In the programming context, concurrency is the ability to execute more than one task simultaneously. As React runs on a single thread, it has to decide what to do in which order. For this, React uses a dispatcher, which is a registry of callbacks (like the call stack in Node.js). In the previous React versions, this API was completely out of reach for the developer. React 18 adds some opt-in concurrent features which make it possible to render contents more intelligently and exposes some pieces of this API. These newly added concurrent features enable cooperative multitasking, priority-based rendering, scheduling, and allowing interruptions, therefore they improve user experience a lot.

React also introduced a StrictMode in version 16.3, which comes disabled by default. It was created to warn the developer about concurrency incompatible code which can introduce bugs to the application if the concurrent features are used. But apparently enabling the StrictMode throughout the whole app drowned the developers in a sea of warnings, so instead of enabling it for the whole application, React team decided to build concurrent features instead of a concurrent mode and allow enabling the StrictMode in smaller parts of the app you use the concurrency in.

So although the createRoot API changes the whole app to what they call a concurrent mode, rendering of the components is done as always, unless you are using concurrent features that we explain below. If you use concurrent features in a component, that component and its whole subtree will render concurrently and the StrictMode will be enabled for it.

SET TASKS:
• a. Name every capability that the React concurrency excerpt says the new concurrent features enable.
• b. Decide whether each statement agrees with the React concurrency excerpt, and support every yes or no with the deciding words quoted from it:
(i) StrictMode is enabled by default.
(ii) React runs on a single thread.
(iii) StrictMode was introduced in React 18.
• c. Reproduce the React concurrency excerpt starting with "So although the" and going on through "enabled for it.", substituting "child tree" for "subtree".

EXTRACTED DATA:
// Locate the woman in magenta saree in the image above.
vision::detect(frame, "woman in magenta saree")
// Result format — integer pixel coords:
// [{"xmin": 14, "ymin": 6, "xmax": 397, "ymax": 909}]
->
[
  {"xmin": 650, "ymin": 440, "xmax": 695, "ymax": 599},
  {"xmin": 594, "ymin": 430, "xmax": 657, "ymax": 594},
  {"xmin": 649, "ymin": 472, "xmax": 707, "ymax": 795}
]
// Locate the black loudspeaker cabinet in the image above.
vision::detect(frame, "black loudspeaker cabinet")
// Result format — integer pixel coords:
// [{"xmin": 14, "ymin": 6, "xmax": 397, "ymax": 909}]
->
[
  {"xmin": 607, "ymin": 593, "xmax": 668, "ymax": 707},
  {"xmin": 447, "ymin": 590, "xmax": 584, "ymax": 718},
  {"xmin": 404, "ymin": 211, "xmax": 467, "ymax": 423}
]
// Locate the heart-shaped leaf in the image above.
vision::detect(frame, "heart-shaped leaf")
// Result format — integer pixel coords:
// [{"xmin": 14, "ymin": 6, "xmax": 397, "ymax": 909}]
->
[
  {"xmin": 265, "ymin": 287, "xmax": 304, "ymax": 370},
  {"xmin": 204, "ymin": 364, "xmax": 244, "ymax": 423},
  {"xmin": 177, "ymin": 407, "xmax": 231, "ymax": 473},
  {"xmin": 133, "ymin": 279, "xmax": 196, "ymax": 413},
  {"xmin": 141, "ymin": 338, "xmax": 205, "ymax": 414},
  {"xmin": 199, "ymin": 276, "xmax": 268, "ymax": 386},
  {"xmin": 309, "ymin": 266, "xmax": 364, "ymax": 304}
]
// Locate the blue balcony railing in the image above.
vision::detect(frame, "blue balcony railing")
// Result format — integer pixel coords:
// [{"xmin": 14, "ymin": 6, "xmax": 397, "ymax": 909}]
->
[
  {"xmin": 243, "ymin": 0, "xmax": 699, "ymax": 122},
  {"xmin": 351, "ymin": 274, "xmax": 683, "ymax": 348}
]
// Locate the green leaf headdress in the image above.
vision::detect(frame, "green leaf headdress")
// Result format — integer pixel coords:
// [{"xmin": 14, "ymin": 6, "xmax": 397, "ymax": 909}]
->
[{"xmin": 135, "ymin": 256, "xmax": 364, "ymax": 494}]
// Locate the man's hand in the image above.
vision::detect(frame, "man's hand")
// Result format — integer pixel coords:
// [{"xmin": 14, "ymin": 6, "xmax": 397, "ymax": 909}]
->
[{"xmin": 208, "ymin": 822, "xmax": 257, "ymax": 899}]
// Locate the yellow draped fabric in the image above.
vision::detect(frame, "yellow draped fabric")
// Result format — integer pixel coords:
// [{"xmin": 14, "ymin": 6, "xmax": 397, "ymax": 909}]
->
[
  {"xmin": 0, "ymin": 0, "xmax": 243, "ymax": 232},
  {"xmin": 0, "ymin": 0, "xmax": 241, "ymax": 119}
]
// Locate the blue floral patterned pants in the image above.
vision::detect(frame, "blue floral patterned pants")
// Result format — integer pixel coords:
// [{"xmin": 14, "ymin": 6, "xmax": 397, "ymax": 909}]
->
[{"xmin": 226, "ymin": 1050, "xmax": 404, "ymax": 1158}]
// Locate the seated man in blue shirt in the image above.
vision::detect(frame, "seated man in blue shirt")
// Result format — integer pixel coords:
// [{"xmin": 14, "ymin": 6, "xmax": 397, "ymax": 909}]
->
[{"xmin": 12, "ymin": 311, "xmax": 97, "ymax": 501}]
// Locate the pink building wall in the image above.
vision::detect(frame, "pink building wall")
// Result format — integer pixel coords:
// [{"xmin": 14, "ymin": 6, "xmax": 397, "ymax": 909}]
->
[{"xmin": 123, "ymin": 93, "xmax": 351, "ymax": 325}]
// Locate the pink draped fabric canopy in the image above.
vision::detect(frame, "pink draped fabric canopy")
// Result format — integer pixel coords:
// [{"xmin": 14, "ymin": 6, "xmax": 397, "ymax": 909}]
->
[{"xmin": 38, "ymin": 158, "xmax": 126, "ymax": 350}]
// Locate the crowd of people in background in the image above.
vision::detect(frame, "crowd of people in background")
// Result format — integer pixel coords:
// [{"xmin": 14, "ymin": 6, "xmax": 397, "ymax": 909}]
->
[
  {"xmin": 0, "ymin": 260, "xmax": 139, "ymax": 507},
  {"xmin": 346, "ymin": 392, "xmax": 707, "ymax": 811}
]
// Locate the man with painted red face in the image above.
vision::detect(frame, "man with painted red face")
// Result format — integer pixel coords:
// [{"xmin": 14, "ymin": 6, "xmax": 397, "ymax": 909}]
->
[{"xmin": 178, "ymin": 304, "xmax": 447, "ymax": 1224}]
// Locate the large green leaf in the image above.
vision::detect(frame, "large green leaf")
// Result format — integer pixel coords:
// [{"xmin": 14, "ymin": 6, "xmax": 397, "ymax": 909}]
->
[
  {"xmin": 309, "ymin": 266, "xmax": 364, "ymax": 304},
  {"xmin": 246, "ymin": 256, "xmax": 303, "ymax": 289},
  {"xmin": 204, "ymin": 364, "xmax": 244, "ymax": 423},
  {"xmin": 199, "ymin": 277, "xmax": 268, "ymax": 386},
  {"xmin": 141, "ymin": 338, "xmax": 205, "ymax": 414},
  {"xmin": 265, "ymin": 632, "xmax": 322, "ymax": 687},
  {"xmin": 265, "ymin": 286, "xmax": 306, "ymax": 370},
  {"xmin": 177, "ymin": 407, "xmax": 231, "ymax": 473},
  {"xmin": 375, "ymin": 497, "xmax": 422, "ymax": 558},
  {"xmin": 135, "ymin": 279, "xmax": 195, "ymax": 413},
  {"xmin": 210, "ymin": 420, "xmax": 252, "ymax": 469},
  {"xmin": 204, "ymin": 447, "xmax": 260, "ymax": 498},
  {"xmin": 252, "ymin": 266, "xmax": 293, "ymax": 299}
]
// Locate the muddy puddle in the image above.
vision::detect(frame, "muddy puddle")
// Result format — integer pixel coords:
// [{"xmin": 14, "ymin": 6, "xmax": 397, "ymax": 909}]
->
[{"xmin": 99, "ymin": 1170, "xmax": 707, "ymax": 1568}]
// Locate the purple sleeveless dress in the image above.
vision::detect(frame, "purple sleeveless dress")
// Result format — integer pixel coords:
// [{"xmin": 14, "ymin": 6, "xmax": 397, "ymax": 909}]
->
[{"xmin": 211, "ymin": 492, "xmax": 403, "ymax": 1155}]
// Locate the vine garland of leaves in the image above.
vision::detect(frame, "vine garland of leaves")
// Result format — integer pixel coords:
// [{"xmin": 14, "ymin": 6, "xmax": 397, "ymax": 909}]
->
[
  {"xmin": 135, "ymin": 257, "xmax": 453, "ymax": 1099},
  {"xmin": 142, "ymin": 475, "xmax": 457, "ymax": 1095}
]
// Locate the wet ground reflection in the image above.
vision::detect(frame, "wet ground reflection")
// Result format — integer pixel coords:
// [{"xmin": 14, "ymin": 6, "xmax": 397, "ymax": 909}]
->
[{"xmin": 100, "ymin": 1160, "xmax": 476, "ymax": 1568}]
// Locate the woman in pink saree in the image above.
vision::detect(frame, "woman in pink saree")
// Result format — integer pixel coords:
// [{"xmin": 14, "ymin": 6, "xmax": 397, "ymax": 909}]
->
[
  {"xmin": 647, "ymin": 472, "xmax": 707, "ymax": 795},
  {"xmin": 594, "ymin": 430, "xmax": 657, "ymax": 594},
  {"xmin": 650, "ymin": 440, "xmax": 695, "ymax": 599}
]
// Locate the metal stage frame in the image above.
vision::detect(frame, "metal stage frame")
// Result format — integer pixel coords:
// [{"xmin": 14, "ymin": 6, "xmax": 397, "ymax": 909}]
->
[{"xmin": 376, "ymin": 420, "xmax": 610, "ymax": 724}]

RESPONSES TO THE EXERCISE:
• a.
- Cooperative multitasking
- Priority-based rendering
- Scheduling
- Allowing interruptions

• b.
(i) No: "which comes disabled by default"
(ii) Yes: "As React runs on a single thread"
(iii) No: "React also introduced a StrictMode in version 16.3"

• c.
So although the createRoot API changes the whole app to what they call a concurrent mode, rendering of the components is done as always, unless you are using concurrent features that we explain below. If you use concurrent features in a component, that component and its whole child tree will render concurrently and the StrictMode will be enabled for it.